# Required work
- 1) Copy the stretch of the autism editorial from "Even within urban" through "most Nigerian families.".
- 2) Which kinds of specialists does the autism editorial say are in severe shortage even within urban centres?
- 3) What was the theme of World Autism Awareness Day, according to the autism editorial?

# Passage
········

The international community marked World Autism Awareness Day recently with the theme “Autism and Humanity, Every Life Has Value. ” As memories of that event linger, we ask a pertinent question: Does Nigeria treat the lives of its autistic citizens as though they have value? The situation on the ground indicates that it is not in any way that counts.
Globally, the World Health Organisation (WHO) estimates that one in 127 persons has autism, a lifelong neurodevelopmental condition that affects social interaction, communication, and behaviour. The Centres for Disease Control and Prevention in the United States puts the figure higher, one in 36 children.
In Nigeria, studies suggest a rising prevalence rate ranging from 0.8 per cent to 1.2 per cent, with some estimates indicating that one in 88 children may be on the spectrum. And yet, for a country with these numbers, Nigeria’s response to autism remains shockingly inadequate, defined more by ignorance and neglect than by any coherent policy framework.
The problems begin at the point of diagnosis or rather, the absence of it. Parents and healthcare workers frequently fail to detect autism early in children. In many cases, it is only when speech delays become impossible to ignore that concerns are raised at all. This delay robs children of the critical early intervention window that medical professionals agree can dramatically improve outcomes. Access to diagnosis and therapy services remains concentrated in major cities leaving families in rural communities with little or no support.
Even within urban centres, there is a severe shortage of trained developmental paediatricians, speech therapists, and behavioural specialists. The infrastructure, put plainly, does not exist for most Nigerian families.

········

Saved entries

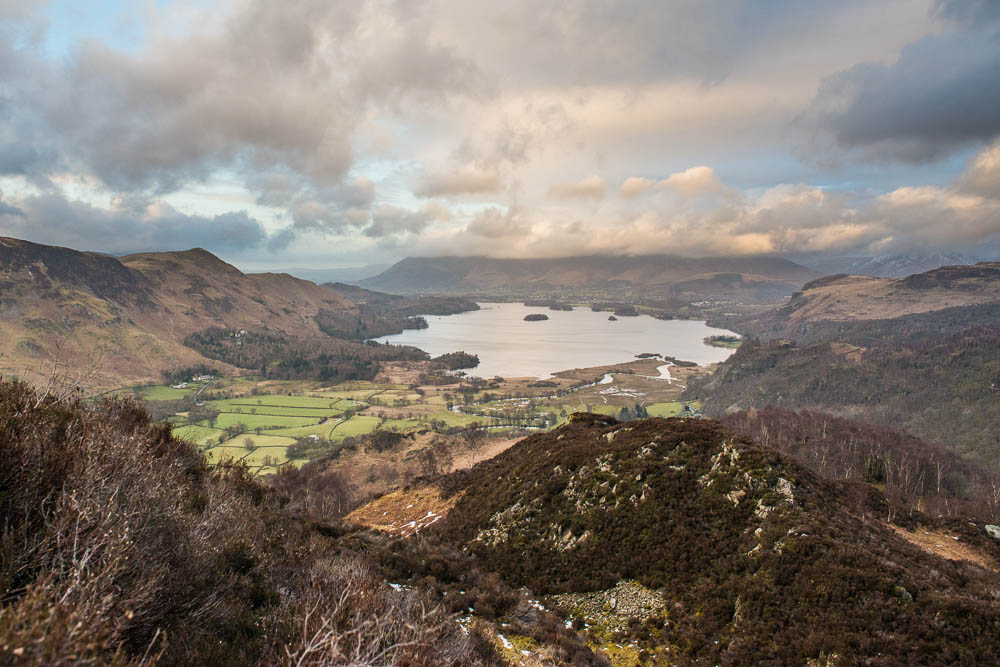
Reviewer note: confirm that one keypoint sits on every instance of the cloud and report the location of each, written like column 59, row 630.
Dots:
column 128, row 226
column 395, row 221
column 591, row 187
column 634, row 186
column 255, row 86
column 942, row 93
column 7, row 209
column 983, row 175
column 492, row 223
column 470, row 179
column 692, row 181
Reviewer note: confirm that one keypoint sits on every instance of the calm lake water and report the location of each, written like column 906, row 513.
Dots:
column 510, row 347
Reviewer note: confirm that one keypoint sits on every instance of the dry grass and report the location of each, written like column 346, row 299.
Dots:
column 404, row 513
column 942, row 544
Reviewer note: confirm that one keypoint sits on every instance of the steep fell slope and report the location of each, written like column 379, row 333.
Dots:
column 738, row 556
column 103, row 321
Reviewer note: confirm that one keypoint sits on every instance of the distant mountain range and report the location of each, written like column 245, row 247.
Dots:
column 350, row 275
column 886, row 266
column 662, row 275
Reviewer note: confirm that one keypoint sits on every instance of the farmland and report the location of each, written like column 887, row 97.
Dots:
column 267, row 424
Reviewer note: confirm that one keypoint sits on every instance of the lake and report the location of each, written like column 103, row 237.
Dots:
column 510, row 347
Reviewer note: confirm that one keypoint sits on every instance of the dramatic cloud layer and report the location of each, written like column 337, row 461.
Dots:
column 329, row 132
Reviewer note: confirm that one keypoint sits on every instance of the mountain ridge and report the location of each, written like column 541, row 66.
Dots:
column 646, row 272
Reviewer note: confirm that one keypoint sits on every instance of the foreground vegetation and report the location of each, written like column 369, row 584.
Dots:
column 738, row 555
column 121, row 546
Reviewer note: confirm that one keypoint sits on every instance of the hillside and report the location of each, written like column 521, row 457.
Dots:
column 758, row 277
column 919, row 354
column 121, row 547
column 96, row 321
column 697, row 546
column 845, row 298
column 886, row 266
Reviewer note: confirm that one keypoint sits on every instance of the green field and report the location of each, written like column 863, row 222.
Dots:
column 671, row 409
column 267, row 422
column 199, row 435
column 355, row 426
column 322, row 430
column 300, row 409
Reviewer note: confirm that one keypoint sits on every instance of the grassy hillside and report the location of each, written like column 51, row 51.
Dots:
column 918, row 354
column 737, row 555
column 100, row 322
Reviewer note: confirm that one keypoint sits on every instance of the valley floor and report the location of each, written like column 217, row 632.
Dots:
column 268, row 424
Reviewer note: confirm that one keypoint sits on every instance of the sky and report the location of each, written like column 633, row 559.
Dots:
column 328, row 133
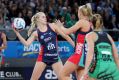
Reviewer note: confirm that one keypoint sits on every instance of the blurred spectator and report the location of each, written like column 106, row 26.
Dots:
column 64, row 10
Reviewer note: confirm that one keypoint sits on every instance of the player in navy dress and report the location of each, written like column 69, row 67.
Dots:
column 46, row 33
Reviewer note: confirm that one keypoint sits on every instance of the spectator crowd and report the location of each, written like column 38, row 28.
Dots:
column 65, row 10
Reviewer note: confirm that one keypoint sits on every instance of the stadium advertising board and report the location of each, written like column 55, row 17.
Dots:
column 15, row 49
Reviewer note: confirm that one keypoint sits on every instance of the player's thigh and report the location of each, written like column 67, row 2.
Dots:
column 68, row 68
column 57, row 67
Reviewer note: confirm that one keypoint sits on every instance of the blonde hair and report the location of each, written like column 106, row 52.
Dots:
column 97, row 21
column 86, row 10
column 33, row 22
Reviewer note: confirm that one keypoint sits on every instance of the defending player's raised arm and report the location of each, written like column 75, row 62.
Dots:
column 90, row 51
column 71, row 29
column 28, row 41
column 61, row 32
column 115, row 51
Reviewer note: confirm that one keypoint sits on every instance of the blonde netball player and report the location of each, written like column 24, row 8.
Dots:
column 102, row 60
column 81, row 28
column 46, row 33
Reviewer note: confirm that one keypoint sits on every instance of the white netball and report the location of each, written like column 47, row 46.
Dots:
column 19, row 23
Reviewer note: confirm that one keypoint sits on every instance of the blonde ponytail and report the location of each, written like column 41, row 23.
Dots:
column 34, row 22
column 86, row 10
column 97, row 21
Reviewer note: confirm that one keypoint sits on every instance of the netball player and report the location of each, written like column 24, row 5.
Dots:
column 3, row 44
column 81, row 28
column 47, row 36
column 102, row 59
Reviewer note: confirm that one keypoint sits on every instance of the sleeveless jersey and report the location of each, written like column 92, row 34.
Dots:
column 103, row 66
column 79, row 44
column 48, row 42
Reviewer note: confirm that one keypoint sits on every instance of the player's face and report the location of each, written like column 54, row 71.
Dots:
column 42, row 18
column 79, row 14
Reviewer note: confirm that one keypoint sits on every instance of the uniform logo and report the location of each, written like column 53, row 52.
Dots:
column 42, row 37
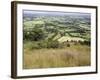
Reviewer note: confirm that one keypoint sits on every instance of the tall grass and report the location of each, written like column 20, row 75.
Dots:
column 75, row 55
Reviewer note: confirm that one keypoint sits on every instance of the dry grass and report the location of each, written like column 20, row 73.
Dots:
column 48, row 58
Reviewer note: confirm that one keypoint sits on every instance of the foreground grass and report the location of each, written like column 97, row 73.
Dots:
column 76, row 55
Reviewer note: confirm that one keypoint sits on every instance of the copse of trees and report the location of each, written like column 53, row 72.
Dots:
column 34, row 35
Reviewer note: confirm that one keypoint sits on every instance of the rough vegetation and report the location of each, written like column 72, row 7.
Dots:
column 56, row 40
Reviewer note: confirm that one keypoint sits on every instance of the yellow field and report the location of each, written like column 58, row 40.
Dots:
column 75, row 55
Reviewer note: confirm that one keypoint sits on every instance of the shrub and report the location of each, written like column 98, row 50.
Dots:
column 53, row 44
column 68, row 45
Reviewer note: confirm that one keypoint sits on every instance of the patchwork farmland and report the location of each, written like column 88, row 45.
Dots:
column 56, row 39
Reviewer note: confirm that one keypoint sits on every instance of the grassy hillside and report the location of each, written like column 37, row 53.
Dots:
column 56, row 40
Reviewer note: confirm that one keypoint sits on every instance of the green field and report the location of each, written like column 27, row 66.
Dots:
column 52, row 39
column 67, row 57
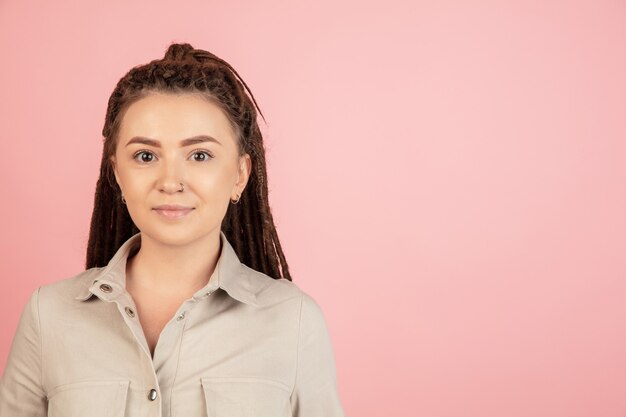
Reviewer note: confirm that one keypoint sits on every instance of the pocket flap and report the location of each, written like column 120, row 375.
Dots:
column 245, row 396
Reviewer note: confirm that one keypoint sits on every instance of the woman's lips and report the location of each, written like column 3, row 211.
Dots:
column 173, row 214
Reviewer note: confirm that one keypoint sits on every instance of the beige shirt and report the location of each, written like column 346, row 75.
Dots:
column 244, row 345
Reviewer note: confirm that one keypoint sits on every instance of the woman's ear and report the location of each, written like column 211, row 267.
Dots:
column 245, row 168
column 114, row 166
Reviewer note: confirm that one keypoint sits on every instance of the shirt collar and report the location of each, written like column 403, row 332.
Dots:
column 230, row 275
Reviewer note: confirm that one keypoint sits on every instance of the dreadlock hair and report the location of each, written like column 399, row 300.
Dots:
column 248, row 225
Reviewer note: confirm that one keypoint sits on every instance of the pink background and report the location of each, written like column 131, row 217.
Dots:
column 448, row 181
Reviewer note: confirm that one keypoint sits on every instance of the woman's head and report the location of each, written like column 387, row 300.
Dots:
column 187, row 94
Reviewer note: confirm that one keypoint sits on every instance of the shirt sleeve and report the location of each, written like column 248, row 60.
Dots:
column 21, row 391
column 315, row 391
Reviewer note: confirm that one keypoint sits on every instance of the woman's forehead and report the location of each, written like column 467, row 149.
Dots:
column 170, row 118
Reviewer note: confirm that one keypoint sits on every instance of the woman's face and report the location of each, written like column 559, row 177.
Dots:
column 165, row 140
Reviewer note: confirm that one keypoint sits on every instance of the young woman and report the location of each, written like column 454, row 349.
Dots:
column 186, row 307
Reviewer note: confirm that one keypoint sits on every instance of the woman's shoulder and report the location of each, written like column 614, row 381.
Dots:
column 269, row 290
column 67, row 289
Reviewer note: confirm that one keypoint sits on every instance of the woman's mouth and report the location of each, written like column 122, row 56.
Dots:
column 173, row 213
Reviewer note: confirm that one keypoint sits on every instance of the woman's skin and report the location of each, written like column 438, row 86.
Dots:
column 177, row 256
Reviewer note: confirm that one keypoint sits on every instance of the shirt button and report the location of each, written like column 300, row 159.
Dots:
column 152, row 395
column 105, row 288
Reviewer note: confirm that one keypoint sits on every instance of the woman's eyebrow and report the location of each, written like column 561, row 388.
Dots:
column 183, row 143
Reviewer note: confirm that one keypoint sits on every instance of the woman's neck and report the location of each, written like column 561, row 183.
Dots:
column 173, row 269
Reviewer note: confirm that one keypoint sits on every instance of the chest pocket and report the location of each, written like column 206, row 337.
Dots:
column 245, row 397
column 89, row 398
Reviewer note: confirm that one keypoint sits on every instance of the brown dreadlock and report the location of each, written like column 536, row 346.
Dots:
column 248, row 225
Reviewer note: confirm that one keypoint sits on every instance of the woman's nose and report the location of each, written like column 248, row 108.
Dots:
column 171, row 176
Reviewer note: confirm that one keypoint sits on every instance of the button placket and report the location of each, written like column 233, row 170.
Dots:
column 152, row 394
column 129, row 311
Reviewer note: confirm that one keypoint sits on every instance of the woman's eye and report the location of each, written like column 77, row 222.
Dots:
column 143, row 153
column 149, row 156
column 206, row 155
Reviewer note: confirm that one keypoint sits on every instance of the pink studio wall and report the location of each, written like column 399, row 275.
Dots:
column 448, row 180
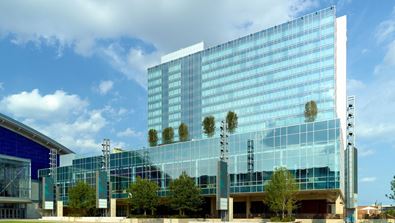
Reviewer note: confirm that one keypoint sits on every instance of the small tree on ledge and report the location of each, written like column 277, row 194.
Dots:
column 152, row 137
column 168, row 135
column 209, row 126
column 183, row 133
column 231, row 119
column 310, row 111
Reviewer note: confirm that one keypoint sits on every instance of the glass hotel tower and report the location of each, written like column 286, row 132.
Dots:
column 266, row 78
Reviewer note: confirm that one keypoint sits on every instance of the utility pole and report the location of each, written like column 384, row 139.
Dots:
column 106, row 168
column 222, row 174
column 53, row 163
column 351, row 165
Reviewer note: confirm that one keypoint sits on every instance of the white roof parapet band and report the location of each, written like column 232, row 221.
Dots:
column 182, row 52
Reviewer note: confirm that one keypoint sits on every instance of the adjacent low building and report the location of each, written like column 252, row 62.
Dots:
column 23, row 151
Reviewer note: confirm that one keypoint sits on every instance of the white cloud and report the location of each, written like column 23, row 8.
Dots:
column 362, row 152
column 133, row 63
column 62, row 116
column 105, row 87
column 386, row 28
column 36, row 106
column 368, row 179
column 129, row 133
column 165, row 25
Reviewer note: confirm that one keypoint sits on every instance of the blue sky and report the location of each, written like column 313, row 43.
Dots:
column 76, row 70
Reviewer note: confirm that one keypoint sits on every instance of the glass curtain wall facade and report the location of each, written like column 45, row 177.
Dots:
column 15, row 186
column 310, row 151
column 266, row 78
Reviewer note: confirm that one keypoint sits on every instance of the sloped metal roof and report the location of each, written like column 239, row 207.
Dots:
column 26, row 131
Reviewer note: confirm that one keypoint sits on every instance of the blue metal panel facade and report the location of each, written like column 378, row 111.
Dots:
column 13, row 144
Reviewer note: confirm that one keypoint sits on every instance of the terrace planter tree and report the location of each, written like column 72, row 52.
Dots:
column 168, row 135
column 183, row 133
column 280, row 194
column 143, row 195
column 209, row 126
column 310, row 111
column 231, row 119
column 152, row 137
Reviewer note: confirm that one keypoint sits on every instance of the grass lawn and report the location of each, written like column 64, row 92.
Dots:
column 24, row 221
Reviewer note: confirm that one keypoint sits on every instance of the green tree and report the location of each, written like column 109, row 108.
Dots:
column 310, row 111
column 185, row 195
column 152, row 137
column 209, row 126
column 82, row 199
column 183, row 133
column 143, row 195
column 168, row 135
column 231, row 120
column 281, row 191
column 392, row 194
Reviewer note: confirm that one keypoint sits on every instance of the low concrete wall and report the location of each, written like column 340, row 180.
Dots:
column 195, row 220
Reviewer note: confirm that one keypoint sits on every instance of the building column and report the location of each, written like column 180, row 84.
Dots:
column 230, row 207
column 213, row 208
column 59, row 208
column 113, row 207
column 248, row 207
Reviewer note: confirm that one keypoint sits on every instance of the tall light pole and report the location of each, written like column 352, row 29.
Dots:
column 351, row 164
column 53, row 163
column 106, row 167
column 222, row 174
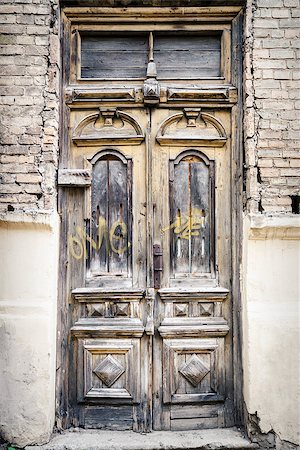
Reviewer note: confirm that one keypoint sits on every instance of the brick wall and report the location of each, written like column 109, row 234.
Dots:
column 29, row 52
column 29, row 56
column 272, row 119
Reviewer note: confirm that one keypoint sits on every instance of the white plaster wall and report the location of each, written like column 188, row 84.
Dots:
column 271, row 324
column 28, row 302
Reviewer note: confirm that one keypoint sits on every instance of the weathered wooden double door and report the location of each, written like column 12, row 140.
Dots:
column 145, row 204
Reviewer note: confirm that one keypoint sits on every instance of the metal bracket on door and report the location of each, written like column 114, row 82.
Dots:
column 157, row 265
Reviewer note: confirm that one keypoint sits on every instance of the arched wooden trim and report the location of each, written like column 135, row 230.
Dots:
column 131, row 133
column 192, row 152
column 191, row 133
column 108, row 152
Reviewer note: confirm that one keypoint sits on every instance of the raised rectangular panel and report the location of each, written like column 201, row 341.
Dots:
column 108, row 417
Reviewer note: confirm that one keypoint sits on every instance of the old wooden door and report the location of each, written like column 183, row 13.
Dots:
column 146, row 266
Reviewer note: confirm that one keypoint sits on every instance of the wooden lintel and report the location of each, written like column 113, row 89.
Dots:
column 74, row 177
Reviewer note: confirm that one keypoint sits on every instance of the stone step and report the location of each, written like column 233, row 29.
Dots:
column 213, row 439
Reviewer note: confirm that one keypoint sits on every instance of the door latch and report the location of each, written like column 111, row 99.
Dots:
column 157, row 265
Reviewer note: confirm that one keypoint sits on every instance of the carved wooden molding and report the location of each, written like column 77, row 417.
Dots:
column 110, row 126
column 144, row 14
column 192, row 127
column 109, row 369
column 74, row 177
column 217, row 294
column 213, row 94
column 193, row 327
column 88, row 295
column 80, row 95
column 115, row 327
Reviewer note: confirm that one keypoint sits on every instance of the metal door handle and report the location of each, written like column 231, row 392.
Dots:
column 157, row 265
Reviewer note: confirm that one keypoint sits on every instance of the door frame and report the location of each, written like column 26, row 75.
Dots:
column 218, row 15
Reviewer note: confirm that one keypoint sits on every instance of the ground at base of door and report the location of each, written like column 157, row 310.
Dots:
column 213, row 439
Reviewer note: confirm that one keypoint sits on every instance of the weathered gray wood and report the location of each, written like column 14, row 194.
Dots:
column 113, row 56
column 187, row 56
column 109, row 417
column 74, row 177
column 191, row 212
column 197, row 321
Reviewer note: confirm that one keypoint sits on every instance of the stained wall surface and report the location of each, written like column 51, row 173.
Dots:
column 29, row 126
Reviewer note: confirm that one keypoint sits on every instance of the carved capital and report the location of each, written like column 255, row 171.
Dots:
column 151, row 91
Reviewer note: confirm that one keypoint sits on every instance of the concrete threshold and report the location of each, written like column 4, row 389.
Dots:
column 213, row 439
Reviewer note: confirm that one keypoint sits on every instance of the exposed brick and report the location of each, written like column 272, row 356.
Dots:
column 28, row 104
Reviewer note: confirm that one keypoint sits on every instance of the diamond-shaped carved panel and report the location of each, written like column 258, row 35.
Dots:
column 194, row 370
column 121, row 309
column 206, row 309
column 96, row 310
column 181, row 309
column 109, row 370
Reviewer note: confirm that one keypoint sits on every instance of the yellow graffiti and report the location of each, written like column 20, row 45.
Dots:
column 77, row 243
column 188, row 225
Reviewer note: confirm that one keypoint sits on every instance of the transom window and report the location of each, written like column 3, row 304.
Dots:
column 123, row 56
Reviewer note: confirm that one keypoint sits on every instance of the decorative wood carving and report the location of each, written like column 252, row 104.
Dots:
column 96, row 294
column 74, row 177
column 96, row 310
column 192, row 126
column 193, row 327
column 206, row 309
column 194, row 370
column 109, row 370
column 107, row 327
column 111, row 126
column 207, row 94
column 217, row 294
column 80, row 95
column 181, row 309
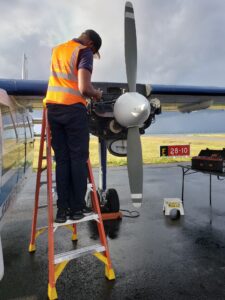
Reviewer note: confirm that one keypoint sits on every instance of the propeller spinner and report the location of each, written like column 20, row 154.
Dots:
column 132, row 109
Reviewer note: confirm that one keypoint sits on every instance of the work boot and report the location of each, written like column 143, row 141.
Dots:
column 76, row 215
column 61, row 215
column 87, row 211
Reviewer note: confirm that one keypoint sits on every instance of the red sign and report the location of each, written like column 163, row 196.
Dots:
column 179, row 150
column 175, row 150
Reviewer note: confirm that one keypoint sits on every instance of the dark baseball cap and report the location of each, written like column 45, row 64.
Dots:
column 95, row 38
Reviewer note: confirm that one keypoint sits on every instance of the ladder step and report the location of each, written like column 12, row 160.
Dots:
column 84, row 219
column 58, row 258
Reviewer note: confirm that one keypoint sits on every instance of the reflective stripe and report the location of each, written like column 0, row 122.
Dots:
column 64, row 90
column 136, row 196
column 129, row 15
column 70, row 76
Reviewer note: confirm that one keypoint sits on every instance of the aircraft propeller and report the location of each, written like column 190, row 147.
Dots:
column 132, row 109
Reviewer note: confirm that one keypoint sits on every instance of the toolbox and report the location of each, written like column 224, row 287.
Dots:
column 209, row 160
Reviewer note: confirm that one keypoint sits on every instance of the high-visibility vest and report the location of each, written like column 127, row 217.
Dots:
column 63, row 80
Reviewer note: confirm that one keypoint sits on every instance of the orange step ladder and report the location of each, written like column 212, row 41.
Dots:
column 57, row 262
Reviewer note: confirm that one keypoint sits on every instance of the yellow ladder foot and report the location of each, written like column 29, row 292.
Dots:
column 32, row 248
column 109, row 273
column 52, row 294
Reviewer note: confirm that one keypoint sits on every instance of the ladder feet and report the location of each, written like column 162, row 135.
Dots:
column 109, row 273
column 32, row 248
column 52, row 294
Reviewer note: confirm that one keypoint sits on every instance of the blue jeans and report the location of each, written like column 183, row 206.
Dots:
column 70, row 142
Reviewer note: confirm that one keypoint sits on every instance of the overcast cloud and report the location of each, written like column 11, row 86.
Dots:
column 179, row 42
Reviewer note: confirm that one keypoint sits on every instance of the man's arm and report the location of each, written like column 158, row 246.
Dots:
column 85, row 86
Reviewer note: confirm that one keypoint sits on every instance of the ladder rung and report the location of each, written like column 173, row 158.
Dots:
column 58, row 258
column 69, row 222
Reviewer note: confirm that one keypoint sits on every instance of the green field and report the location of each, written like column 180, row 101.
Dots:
column 151, row 146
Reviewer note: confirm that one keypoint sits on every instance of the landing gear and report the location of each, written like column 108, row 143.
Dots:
column 109, row 204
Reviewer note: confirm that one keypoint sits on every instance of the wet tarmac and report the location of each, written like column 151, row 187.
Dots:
column 153, row 256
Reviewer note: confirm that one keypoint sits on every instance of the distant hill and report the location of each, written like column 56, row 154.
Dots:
column 204, row 121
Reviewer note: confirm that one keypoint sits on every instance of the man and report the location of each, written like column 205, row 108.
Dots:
column 69, row 85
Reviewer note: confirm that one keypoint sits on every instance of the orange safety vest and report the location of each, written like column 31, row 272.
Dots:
column 63, row 80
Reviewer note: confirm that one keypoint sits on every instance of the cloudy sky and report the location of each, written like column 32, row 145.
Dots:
column 179, row 42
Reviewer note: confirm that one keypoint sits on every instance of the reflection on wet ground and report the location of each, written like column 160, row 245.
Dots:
column 153, row 256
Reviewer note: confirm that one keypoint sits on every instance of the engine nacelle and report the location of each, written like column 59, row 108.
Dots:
column 131, row 109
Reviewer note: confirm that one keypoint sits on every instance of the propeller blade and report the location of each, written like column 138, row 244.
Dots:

········

# Numbered responses
- 1)
Even within urban centres, there is a severe shortage of trained developmental paediatricians, speech therapists, and behavioural specialists. The infrastructure, put plainly, does not exist for most Nigerian families.

- 2) Developmental paediatricians, speech therapists, and behavioural specialists.

- 3) "Autism and Humanity, Every Life Has Value."